Location identification entries
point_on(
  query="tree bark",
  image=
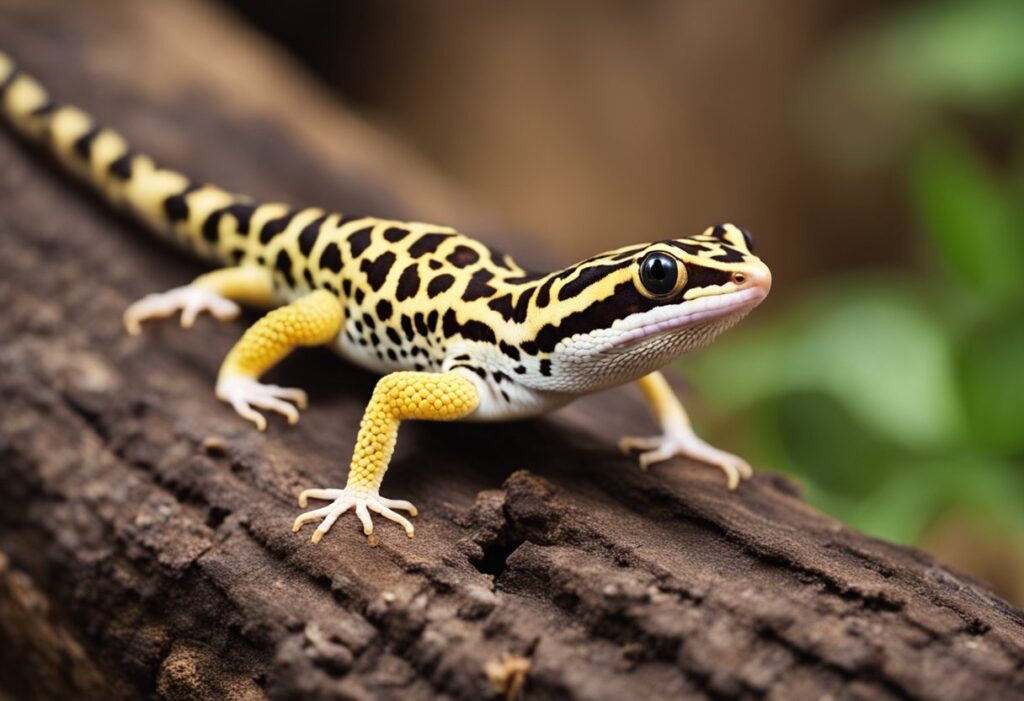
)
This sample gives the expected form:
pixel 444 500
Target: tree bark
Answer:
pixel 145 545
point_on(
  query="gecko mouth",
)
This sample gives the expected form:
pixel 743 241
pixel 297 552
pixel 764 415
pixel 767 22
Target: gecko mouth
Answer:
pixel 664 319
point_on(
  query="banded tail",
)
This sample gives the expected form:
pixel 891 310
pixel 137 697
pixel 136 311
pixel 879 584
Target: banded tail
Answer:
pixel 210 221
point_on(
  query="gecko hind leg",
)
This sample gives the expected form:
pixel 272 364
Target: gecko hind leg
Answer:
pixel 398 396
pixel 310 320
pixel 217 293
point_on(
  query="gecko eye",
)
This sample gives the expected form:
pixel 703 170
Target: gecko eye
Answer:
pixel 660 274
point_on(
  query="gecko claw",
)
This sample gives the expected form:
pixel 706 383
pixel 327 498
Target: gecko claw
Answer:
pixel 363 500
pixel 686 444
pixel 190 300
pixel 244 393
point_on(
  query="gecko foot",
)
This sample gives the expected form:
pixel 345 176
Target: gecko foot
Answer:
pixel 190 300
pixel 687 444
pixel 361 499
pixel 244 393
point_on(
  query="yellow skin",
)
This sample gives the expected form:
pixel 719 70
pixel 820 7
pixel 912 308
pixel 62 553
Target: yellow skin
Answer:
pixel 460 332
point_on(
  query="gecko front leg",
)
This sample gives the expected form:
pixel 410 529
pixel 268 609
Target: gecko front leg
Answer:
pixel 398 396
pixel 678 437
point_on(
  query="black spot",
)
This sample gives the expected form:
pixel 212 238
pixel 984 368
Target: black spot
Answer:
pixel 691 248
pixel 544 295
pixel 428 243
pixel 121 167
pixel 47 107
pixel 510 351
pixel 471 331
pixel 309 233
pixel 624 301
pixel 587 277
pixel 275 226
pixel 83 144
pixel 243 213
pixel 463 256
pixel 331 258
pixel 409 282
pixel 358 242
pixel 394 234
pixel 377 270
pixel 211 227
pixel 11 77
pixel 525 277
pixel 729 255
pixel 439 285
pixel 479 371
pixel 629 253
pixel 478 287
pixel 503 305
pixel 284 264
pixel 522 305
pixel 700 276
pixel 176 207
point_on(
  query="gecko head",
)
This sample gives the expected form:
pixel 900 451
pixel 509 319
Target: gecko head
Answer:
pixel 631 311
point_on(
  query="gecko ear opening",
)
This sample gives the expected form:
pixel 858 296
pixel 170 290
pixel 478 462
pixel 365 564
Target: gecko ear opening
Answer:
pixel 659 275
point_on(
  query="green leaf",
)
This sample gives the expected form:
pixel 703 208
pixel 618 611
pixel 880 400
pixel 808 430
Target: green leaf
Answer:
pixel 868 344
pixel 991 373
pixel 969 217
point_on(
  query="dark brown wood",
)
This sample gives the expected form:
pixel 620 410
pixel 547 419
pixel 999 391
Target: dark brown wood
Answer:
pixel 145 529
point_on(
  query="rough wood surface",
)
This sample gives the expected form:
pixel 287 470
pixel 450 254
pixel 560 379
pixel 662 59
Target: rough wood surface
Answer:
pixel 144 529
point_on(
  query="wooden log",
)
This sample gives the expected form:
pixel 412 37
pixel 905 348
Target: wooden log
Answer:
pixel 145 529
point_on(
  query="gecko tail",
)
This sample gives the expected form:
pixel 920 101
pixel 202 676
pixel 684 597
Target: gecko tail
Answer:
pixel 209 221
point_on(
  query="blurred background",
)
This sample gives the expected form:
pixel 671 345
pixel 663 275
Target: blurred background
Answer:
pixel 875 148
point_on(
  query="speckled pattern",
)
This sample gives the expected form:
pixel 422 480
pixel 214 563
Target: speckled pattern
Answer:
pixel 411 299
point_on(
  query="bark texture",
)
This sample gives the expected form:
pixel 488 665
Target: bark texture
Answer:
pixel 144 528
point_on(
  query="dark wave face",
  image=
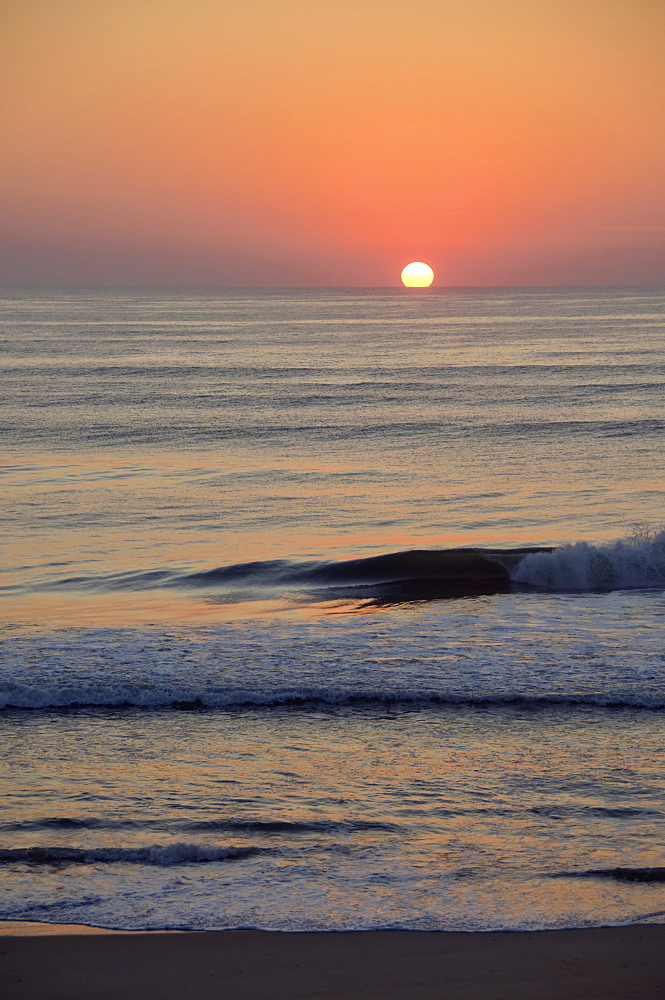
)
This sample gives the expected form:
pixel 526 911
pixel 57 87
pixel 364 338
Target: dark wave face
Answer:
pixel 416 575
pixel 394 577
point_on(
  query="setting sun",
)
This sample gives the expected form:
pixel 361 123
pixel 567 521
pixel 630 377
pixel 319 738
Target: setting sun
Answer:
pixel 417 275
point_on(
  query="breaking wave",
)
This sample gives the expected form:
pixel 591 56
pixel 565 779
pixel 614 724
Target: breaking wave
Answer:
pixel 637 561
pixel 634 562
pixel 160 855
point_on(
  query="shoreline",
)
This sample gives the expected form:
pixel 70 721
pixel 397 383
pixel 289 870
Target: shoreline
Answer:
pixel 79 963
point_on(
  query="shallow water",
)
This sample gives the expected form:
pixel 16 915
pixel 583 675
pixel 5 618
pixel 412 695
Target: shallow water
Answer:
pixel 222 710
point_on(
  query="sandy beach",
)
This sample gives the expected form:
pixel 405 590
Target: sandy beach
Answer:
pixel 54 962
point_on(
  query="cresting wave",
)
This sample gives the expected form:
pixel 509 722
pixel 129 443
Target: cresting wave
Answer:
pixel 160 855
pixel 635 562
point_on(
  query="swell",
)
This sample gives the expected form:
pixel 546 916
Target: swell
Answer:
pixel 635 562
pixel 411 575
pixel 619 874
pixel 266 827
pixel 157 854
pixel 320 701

◆ WRITTEN TASK
Can you lay out all of the lines above as a numbered list, skipping any blank lines and leaving the pictures out?

◆ WRITTEN SOLUTION
1. point_on(
2.   query="tree bark",
3.   image=
4. )
5. This sample gives the expected form:
6. pixel 444 500
7. Target: tree bark
8. Answer:
9. pixel 145 545
10. point_on(
11.   query="gecko mouth",
12. )
13. This sample gives the expected form:
14. pixel 743 241
15. pixel 297 552
16. pixel 764 415
17. pixel 767 22
18. Target: gecko mouth
19. Answer:
20. pixel 664 319
21. point_on(
22.   query="banded tail",
23. )
24. This sample gives the expected form:
25. pixel 891 310
26. pixel 137 697
27. pixel 136 311
28. pixel 879 584
29. Target: banded tail
30. Answer:
31. pixel 210 221
32. point_on(
33.   query="gecko hind leg",
34. )
35. This sample gives the expected form:
36. pixel 272 364
37. Target: gecko hind leg
38. Answer:
39. pixel 398 396
40. pixel 310 320
41. pixel 217 293
42. point_on(
43.   query="gecko eye",
44. )
45. This sample gives the expected form:
46. pixel 703 170
47. Target: gecko eye
48. Answer:
49. pixel 660 274
50. point_on(
51.   query="gecko claw",
52. )
53. This sample gives the expected form:
54. pixel 706 383
55. pixel 327 498
56. Target: gecko claw
57. Answer:
58. pixel 363 500
59. pixel 686 444
60. pixel 190 300
61. pixel 244 393
62. point_on(
63.   query="gecko foot",
64. )
65. This sample gives the expected form:
66. pixel 345 176
67. Target: gecko foot
68. Answer:
69. pixel 190 300
70. pixel 687 444
71. pixel 361 499
72. pixel 244 393
73. point_on(
74.   query="yellow skin",
75. )
76. This sample gives the expected form:
77. pixel 719 70
78. pixel 820 7
79. pixel 912 308
80. pixel 62 553
81. Target: yellow skin
82. Answer:
83. pixel 460 332
84. point_on(
85.   query="gecko front leg",
86. )
87. This sample gives the expected form:
88. pixel 410 529
89. pixel 268 609
90. Target: gecko front leg
91. Answer:
92. pixel 398 396
93. pixel 678 437
94. point_on(
95.   query="black spot",
96. )
97. This sample gives the expected form:
98. pixel 212 238
99. pixel 984 368
100. Target: black spot
101. Answer:
102. pixel 691 248
103. pixel 544 295
104. pixel 428 243
105. pixel 121 167
106. pixel 47 107
107. pixel 510 351
108. pixel 471 331
109. pixel 309 233
110. pixel 624 301
111. pixel 587 277
112. pixel 275 226
113. pixel 83 144
114. pixel 243 213
115. pixel 463 256
116. pixel 331 258
117. pixel 409 282
118. pixel 358 242
119. pixel 394 234
120. pixel 377 270
121. pixel 211 227
122. pixel 11 77
123. pixel 525 277
124. pixel 729 255
125. pixel 439 285
126. pixel 479 371
127. pixel 629 253
128. pixel 478 287
129. pixel 503 305
130. pixel 284 264
131. pixel 522 305
132. pixel 700 276
133. pixel 176 207
134. point_on(
135.   query="gecko head",
136. )
137. This sample gives the expected form:
138. pixel 900 451
139. pixel 509 319
140. Target: gecko head
141. Answer:
142. pixel 631 311
143. point_on(
144.   query="gecko ear opening",
145. )
146. This sample gives the expected form:
147. pixel 858 296
148. pixel 170 290
149. pixel 478 462
150. pixel 365 564
151. Target: gecko ear opening
152. Answer:
153. pixel 659 275
154. point_on(
155.   query="green leaf",
156. )
157. This sample gives the expected form:
158. pixel 703 208
159. pixel 618 611
160. pixel 880 400
161. pixel 808 430
162. Target: green leaf
163. Answer:
164. pixel 868 344
165. pixel 991 373
166. pixel 969 217
167. point_on(
168.   query="dark brown wood",
169. )
170. This sample gives the expected form:
171. pixel 620 410
172. pixel 547 419
173. pixel 999 391
174. Target: dark brown wood
175. Answer:
176. pixel 145 529
177. point_on(
178.   query="rough wood surface",
179. )
180. This sample gives the expected form:
181. pixel 287 470
182. pixel 450 254
183. pixel 560 379
184. pixel 662 59
185. Target: rough wood surface
186. Answer:
187. pixel 144 529
188. point_on(
189.   query="wooden log",
190. )
191. This sample gives the expected form:
192. pixel 412 37
193. pixel 905 348
194. Target: wooden log
195. Answer:
196. pixel 145 529
197. point_on(
198.   query="gecko tail",
199. )
200. This sample gives the expected form:
201. pixel 920 101
202. pixel 202 676
203. pixel 684 597
204. Target: gecko tail
205. Answer:
206. pixel 209 221
207. point_on(
208.   query="blurred background",
209. )
210. This sample gives the expected form:
211. pixel 671 345
212. pixel 663 275
213. Target: blurred background
214. Answer:
215. pixel 875 148
216. point_on(
217.   query="speckled pattern",
218. )
219. This sample gives the expected form:
220. pixel 422 480
221. pixel 214 563
222. Target: speckled pattern
223. Answer:
224. pixel 411 299
225. point_on(
226.   query="bark texture",
227. )
228. This sample gives the expected form:
229. pixel 488 665
230. Target: bark texture
231. Answer:
232. pixel 144 528
233. point_on(
234.   query="dark wave face",
235.   image=
236. )
237. This sample gives the expected form:
238. pixel 526 911
239. pixel 57 87
240. pixel 364 338
241. Target: dark wave face
242. Answer:
243. pixel 416 575
244. pixel 394 577
245. point_on(
246.   query="setting sun",
247. )
248. This sample gives the expected form:
249. pixel 361 123
250. pixel 567 521
251. pixel 630 377
252. pixel 319 738
253. Target: setting sun
254. Answer:
255. pixel 417 275
256. point_on(
257.   query="breaking wave",
258. )
259. This sample gives the expected form:
260. pixel 591 56
261. pixel 565 779
262. pixel 614 724
263. Target: breaking wave
264. Answer:
265. pixel 637 561
266. pixel 634 562
267. pixel 160 855
268. point_on(
269.   query="shoreline",
270. )
271. This sample gives the expected form:
272. pixel 70 721
273. pixel 397 383
274. pixel 289 870
275. Target: shoreline
276. Answer:
277. pixel 79 963
278. point_on(
279.   query="shallow water",
280. )
281. This sample gives the expected form:
282. pixel 16 915
283. pixel 583 675
284. pixel 5 618
285. pixel 412 695
286. Target: shallow water
287. Answer:
288. pixel 222 710
289. point_on(
290.   query="sandy beach",
291. )
292. This sample gives the expected form:
293. pixel 405 590
294. Target: sandy beach
295. Answer:
296. pixel 54 962
297. point_on(
298.   query="cresting wave",
299. )
300. This sample gives the expected form:
301. pixel 509 722
302. pixel 129 443
303. Target: cresting wave
304. Answer:
305. pixel 160 855
306. pixel 635 562
307. point_on(
308.   query="swell",
309. )
310. This sample gives the expected form:
311. pixel 546 916
312. Target: swell
313. Answer:
314. pixel 635 562
315. pixel 411 575
316. pixel 619 874
317. pixel 266 827
318. pixel 157 854
319. pixel 320 701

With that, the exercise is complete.